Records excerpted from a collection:
****************************************
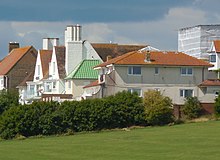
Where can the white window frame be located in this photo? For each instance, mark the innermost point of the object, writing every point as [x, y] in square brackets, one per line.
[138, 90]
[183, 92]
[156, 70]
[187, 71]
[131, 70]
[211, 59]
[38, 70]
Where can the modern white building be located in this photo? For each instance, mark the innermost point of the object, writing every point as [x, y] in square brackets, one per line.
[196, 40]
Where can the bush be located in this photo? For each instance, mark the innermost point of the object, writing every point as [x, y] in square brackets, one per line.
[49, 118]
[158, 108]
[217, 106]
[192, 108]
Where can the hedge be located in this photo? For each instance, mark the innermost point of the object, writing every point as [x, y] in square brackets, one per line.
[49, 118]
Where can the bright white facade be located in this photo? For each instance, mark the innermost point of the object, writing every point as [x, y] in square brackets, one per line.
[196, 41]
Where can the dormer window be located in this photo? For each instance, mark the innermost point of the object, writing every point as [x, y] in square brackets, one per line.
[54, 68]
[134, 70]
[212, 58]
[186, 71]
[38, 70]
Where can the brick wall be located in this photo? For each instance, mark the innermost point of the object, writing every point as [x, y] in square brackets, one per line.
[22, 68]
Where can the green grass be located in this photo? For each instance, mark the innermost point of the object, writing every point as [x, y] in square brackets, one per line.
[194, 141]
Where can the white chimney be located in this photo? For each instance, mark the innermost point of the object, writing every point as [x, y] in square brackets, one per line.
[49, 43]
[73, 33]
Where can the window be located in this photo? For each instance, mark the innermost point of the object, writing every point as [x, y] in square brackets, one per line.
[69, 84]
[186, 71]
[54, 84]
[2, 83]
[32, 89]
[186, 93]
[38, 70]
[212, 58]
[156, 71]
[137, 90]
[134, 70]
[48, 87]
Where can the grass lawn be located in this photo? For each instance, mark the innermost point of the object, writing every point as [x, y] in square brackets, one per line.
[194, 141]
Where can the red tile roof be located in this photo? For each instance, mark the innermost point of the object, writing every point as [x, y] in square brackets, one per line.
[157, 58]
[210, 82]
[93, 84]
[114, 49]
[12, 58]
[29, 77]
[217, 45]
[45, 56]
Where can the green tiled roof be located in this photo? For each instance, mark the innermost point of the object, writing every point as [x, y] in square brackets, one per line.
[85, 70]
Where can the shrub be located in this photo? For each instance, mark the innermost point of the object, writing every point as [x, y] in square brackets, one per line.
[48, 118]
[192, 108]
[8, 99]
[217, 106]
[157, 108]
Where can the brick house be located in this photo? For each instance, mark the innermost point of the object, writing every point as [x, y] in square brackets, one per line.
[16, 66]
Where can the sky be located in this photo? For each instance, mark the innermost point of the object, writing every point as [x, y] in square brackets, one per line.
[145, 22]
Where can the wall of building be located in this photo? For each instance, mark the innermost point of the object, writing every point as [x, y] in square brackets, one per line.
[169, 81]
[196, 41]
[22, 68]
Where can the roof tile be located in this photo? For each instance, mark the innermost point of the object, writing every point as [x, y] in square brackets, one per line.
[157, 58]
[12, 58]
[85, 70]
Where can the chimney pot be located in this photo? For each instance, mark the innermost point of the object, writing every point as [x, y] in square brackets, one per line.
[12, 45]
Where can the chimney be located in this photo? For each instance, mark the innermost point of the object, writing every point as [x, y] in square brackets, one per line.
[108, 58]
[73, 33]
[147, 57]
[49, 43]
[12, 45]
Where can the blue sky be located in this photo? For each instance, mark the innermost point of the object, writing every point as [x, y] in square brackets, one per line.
****************************************
:: Requirements ::
Reproduce the stretch of the listing from the line containing "Where can the roof" through the end of the listing, keeping every line, including the requests. Shift each coordinate value in the answers by -51.

:: Result of the task ::
Where can the roof tile be located in this photo? For each instance, mark the innermost point of the object, writing every point as [x, y] in square brackets, one per line.
[106, 7]
[-39, 7]
[34, 19]
Where can the chimney pot be located in this photo? For each instance, mark the innermost point of the object, writing every point as [x, y] in square brackets, one per line.
[-39, -6]
Where can the chimney be located in this photo? For each instance, mark the innermost point of the object, writing every point as [x, y] in square brackets, one per line.
[57, 7]
[22, -18]
[96, 6]
[-2, -8]
[-39, -6]
Where can the blue sky be located in this photo? For each instance, mark the innermost point of the object, writing every point as [x, y] in square brackets, one per line.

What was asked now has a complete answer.